=== WORK ITEM ===
Every entry below should be repeated exactly; the pictures should not.

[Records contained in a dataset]
****************

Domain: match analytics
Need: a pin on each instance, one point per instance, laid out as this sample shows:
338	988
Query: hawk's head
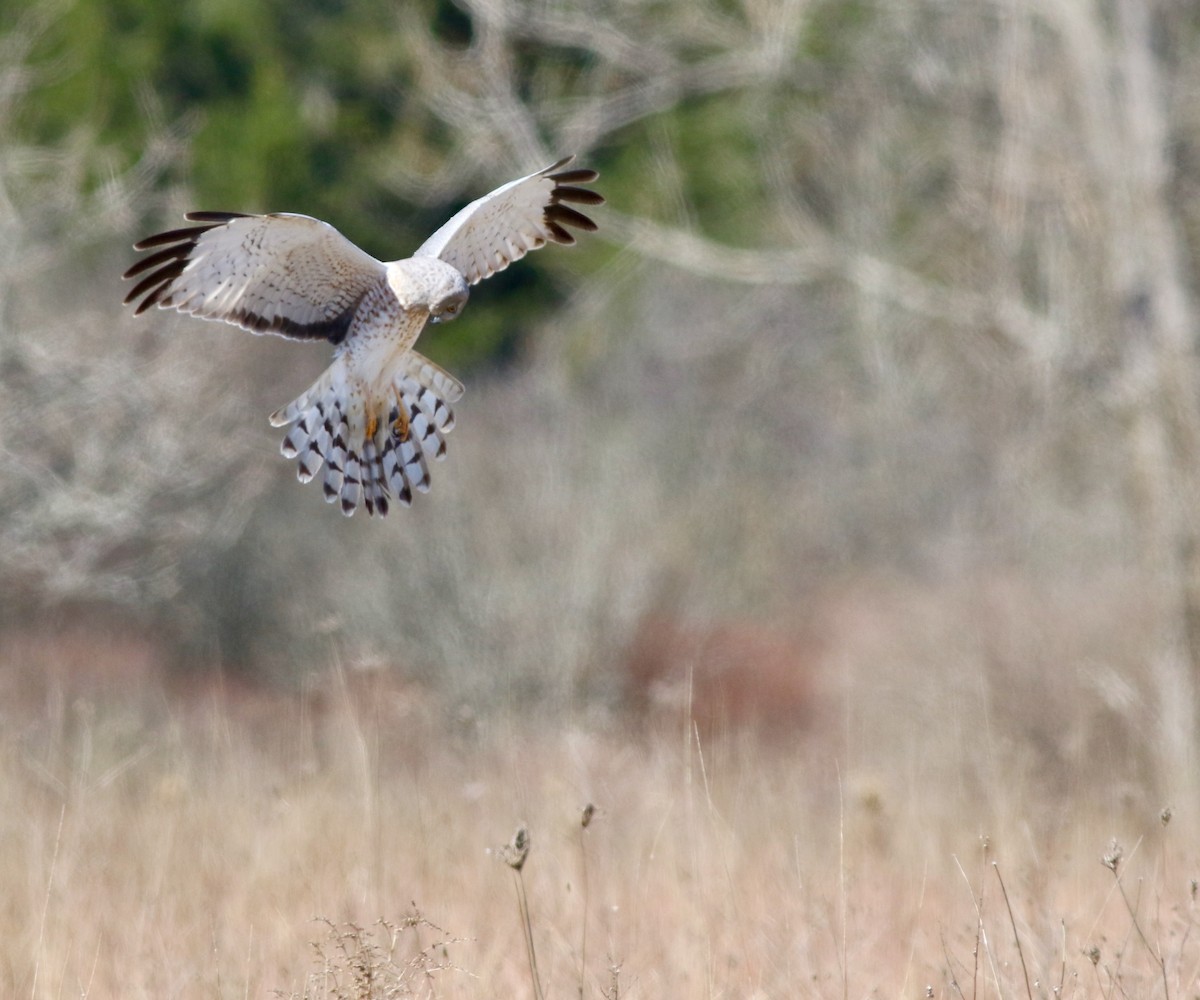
429	283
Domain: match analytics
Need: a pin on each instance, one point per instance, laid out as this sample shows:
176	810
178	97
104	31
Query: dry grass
166	843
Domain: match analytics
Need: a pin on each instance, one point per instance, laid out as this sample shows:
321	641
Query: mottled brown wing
289	275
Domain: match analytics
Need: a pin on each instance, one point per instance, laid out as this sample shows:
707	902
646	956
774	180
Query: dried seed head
515	852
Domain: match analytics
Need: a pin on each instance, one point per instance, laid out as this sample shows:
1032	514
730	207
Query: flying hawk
381	411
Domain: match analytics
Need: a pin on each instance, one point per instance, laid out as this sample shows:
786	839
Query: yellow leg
401	425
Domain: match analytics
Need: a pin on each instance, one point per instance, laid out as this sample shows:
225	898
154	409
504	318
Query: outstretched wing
502	227
270	274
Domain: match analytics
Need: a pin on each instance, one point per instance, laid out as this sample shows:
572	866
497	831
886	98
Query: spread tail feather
373	445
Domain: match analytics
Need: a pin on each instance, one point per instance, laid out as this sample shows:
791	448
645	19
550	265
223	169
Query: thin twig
1012	920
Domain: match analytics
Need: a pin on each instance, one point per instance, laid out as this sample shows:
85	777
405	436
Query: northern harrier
382	409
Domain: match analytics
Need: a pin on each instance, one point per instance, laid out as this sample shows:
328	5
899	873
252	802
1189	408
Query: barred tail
373	445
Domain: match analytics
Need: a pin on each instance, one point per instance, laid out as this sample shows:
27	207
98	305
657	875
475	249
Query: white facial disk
425	282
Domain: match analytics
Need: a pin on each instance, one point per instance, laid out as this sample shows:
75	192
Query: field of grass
161	839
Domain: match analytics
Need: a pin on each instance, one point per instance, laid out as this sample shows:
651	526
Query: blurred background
869	414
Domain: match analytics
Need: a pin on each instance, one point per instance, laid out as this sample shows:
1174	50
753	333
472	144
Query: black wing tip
561	215
579	175
214	216
168	263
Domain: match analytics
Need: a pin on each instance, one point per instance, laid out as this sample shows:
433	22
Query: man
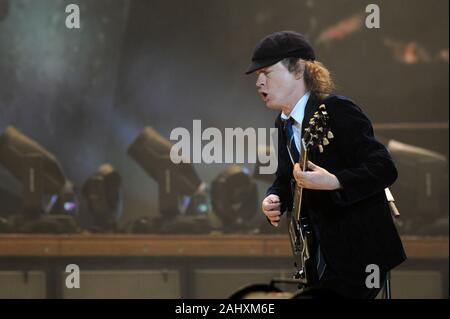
344	185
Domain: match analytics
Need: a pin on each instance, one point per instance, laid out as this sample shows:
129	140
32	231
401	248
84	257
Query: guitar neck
298	194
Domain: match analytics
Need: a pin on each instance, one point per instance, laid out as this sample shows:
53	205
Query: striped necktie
290	142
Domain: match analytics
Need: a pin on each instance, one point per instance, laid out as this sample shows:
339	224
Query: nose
260	80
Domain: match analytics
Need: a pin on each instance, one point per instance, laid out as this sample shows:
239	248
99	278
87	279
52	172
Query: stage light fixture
234	198
152	152
104	196
41	177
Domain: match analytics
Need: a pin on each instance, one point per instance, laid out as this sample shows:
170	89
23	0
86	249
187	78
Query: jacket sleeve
281	185
370	167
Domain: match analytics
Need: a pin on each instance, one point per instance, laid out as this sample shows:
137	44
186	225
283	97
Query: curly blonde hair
317	77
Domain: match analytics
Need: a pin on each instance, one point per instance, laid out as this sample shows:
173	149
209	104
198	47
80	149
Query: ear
300	69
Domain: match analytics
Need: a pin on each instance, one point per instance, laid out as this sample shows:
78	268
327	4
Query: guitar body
303	243
301	232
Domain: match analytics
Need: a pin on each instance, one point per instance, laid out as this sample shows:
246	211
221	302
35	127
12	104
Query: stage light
152	152
269	178
41	176
104	197
234	198
36	168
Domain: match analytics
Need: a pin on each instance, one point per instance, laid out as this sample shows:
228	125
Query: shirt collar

****************

=== SOLUTION BELOW ===
Domain: match analytics
Need: a pin on each instance, one point per instance, laid out as this sample shows:
338	988
Query: hawk's head
429	283
Domain: match analytics
Need: a pin on each instance, one point per instance, laid out as this sample shows:
176	810
178	97
104	31
Query: dry grass
166	843
Domain: match analytics
Need: a pin on each instance, one point per instance, laid out as this sample shows:
321	641
Query: mottled brown wing
289	275
Domain: match analytics
Need: a pin on each instance, one point per instance, laid out as this sample shows:
707	902
646	956
774	180
Query: dried seed head
515	852
Domain: match analytics
Need: a pin on each instance, one point per instance, laid out as this sample shows:
1032	514
730	207
Query: flying hawk
381	411
Domain: match analytics
Need: a pin on each instance, one point per instance, laid out as this sample shows:
786	839
Query: yellow leg
401	425
Domain: match analytics
Need: a pin on each instance, one point per instance, laid out as this sample shows:
225	898
154	409
504	318
Query: outstretched wing
502	227
270	274
Domain: match analytics
Need: a pin on each instance, one point per instance, laid out as this sample shows:
572	866
497	831
886	98
Query: spread tail feather
373	445
Domain: match analytics
Need: a pin on each instance, one point per instance, laid out as this sample shows:
791	448
645	19
550	265
223	169
Query: thin twig
1012	920
Domain: match analytics
Need: a pin on each instance, one point per instance, laid out as this sample shows:
85	777
405	436
Query: northern harrier
382	409
Domain: match analytics
Need: a pin on each instance, one point per instance, laid out as this sample shows:
328	5
899	873
252	802
1189	408
Query: barred tail
373	445
Domain: match analytics
Need: a pin on each instance, one point per instance, laid out as this sample shows:
27	207
98	305
657	875
475	249
Query: white facial disk
425	282
Domain: match analytics
Need: a pin on each instance, one point per instance, laid out as this sample shows:
75	192
Query: field of grass
161	839
Domain: match analytics
Need: a pin on each instance, one point per instance, laid out as this sample shows:
651	526
Query: blurred background
869	414
Domain: match analytics
Need: a pin on each instance, one point per instance, laid out as this sample shows:
1174	50
753	333
472	144
Query: black wing tip
561	215
579	175
214	216
168	263
Domain: match analytics
Need: a pin on each instance, one point per instance, laid out as this sample shows:
433	22
Query: man
344	185
Domain: match analytics
Need: a pin on each instance, one point per instance, laid out as this sample shows:
129	140
32	231
401	248
84	257
Query: guitar neck
298	194
Domain: match analytics
Need: a pin on each instance, one point per instance, laid out as this sample shows:
53	205
Query: striped necktie
290	142
Domain: match analytics
Need: a pin on each instance, one point per instance, laid out as this sample shows:
339	224
Query: nose
260	80
Domain: match analytics
Need: a pin on each instance, one point per instance, laid out as this sample shows:
239	248
99	278
87	279
52	172
Query: stage light fixture
234	198
152	152
104	196
41	177
Domain: match analytics
Need: a pin on each instance, one point per instance, laid out as this sample shows:
170	89
23	0
86	249
187	78
Query: jacket sleeve
281	185
370	167
Domain: match analytics
Need: a pin on each instance, one point per instance, laid out as this sample shows:
137	44
186	225
283	97
Query: curly blonde hair
317	77
Domain: match analytics
Need: a pin on each instance, one point per instance, laid out as this sample shows:
173	149
209	104
198	47
80	149
Query: ear
300	69
Domain: match analytics
Need: a pin on each instance, one point per instance, laid out as this sample shows:
78	268
327	4
Query: guitar body
303	243
301	232
Domain: match analytics
Need: a pin on each instance, one point per instance, laid out as this sample shows:
246	211
221	302
35	127
12	104
Query: stage light
152	152
269	178
41	176
104	197
234	198
36	168
Domain: match analytics
Need: a pin on each instance, one point per instance, laid out as this sample shows:
228	125
Query: shirt collar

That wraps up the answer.